::: RAW RECORDS :::

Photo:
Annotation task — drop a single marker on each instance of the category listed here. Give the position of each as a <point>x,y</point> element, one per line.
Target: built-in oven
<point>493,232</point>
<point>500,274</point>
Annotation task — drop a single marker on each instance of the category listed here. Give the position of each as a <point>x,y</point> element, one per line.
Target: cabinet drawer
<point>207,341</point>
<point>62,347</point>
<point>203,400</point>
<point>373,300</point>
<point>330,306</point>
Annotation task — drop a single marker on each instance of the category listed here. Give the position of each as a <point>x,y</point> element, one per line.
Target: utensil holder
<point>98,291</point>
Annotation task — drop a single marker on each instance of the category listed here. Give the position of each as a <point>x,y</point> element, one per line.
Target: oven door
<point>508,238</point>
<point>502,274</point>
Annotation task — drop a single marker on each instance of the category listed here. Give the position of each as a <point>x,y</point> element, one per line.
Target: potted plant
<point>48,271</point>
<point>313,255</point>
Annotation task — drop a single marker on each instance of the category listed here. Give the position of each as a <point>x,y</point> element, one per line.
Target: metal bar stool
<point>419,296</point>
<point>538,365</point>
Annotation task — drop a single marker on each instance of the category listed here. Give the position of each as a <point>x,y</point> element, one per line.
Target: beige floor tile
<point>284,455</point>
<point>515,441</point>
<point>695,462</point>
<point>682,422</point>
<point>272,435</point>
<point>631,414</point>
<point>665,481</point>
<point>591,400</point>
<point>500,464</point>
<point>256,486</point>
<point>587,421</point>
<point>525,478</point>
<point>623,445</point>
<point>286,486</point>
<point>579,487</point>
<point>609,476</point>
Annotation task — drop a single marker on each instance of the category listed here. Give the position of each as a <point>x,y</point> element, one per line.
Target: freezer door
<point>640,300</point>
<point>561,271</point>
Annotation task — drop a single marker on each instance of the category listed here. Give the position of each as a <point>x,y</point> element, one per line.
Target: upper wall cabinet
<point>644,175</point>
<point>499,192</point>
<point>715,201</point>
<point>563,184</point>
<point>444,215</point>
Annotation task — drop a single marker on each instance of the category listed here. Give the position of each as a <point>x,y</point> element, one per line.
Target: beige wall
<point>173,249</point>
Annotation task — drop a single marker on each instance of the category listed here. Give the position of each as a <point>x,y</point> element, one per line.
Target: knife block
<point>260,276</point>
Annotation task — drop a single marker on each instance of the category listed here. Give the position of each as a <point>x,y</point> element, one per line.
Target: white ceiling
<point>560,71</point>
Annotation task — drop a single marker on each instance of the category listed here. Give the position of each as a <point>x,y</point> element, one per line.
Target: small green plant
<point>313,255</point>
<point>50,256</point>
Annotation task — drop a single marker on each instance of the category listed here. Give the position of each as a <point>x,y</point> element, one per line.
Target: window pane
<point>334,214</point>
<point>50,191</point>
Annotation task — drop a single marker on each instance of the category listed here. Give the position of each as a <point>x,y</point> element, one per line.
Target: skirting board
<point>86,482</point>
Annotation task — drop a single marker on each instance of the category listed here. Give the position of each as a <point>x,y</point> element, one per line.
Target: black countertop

:::

**SET EXERCISE**
Retype every line of the records above without changing anything.

**THE ANSWER**
Photo:
Annotation task — drop a single marker on each instance of the category listed here. Give the position of each as a <point>x,y</point> element, one per line.
Target: built-in oven
<point>493,232</point>
<point>500,274</point>
Annotation task — drop a single marker on each instance of the category listed here. Give the position of each as a <point>x,y</point> element, one per line.
Target: cabinet drawer
<point>207,341</point>
<point>62,347</point>
<point>203,400</point>
<point>373,300</point>
<point>330,306</point>
Annotation task — drop a single marker on each instance of the category listed here. Give the position of each as a <point>x,y</point> element, one per line.
Target: utensil holder
<point>98,291</point>
Annotation task — drop a single marker on each instance of the category listed here. Give the position of each as a <point>x,y</point> element, one per line.
Target: oven door
<point>508,238</point>
<point>502,274</point>
Annotation task — drop a single marker on each instance of the category listed here. Give the position of each as a <point>x,y</point> element, one per line.
Target: potted plant
<point>48,271</point>
<point>313,255</point>
Annotation task — drop a single marker on each instance of the category listed here. Give the position of each as a <point>x,y</point> element, one per line.
Target: metal bar stool
<point>419,296</point>
<point>538,365</point>
Annotation task — drop a single marker on each instance of the category listed here. Give the position of each as a <point>x,y</point> element, one per line.
Target: beige floor tile
<point>284,455</point>
<point>515,441</point>
<point>695,462</point>
<point>682,422</point>
<point>272,435</point>
<point>631,414</point>
<point>665,481</point>
<point>591,400</point>
<point>500,464</point>
<point>256,486</point>
<point>587,421</point>
<point>525,478</point>
<point>623,445</point>
<point>286,486</point>
<point>579,487</point>
<point>609,476</point>
Annotation task — drop a single marker on each instance of the category listed here. Give the position of each as a <point>x,y</point> element, one per line.
Target: freezer door
<point>640,300</point>
<point>561,271</point>
Annotation task — drop a single marker on each instance of the category listed here. Give the position of each as a <point>x,y</point> element, one per line.
Target: upper wall cabinet
<point>644,175</point>
<point>499,192</point>
<point>715,201</point>
<point>563,184</point>
<point>444,215</point>
Annotation task — drop a single marker on each instance of the category listed here. Give the position of each as a <point>x,y</point> element, one per line.
Target: beige wall
<point>173,249</point>
Annotation task — drop a single marker on each instance of the category listed here. Give the position of each as a <point>x,y</point> element, one per line.
Target: knife block
<point>260,276</point>
Annotation task — drop a single marker on each instance of the category listed here. Give the position of each as a <point>x,y</point> element, one per line.
Target: white ceiling
<point>560,71</point>
Annotation task — drop a single marker on each instance of the category listed here. Give the position of each as a <point>x,y</point> element, one per line.
Target: small green plant
<point>313,255</point>
<point>50,256</point>
Annotation task — drop a single marker on each instance of the category listed here. Give the position of each as a <point>x,y</point> element, one per line.
Target: window pane
<point>334,214</point>
<point>50,191</point>
Annotation task — drop a single marker on each instance of the category listed here. Give the position of each as a <point>x,y</point> element, one per line.
Target: skirting board
<point>86,482</point>
Annotation task — drop a single marker on each instance of the category listed here. Give the position of each as a <point>x,y</point> element, one per line.
Target: black countertop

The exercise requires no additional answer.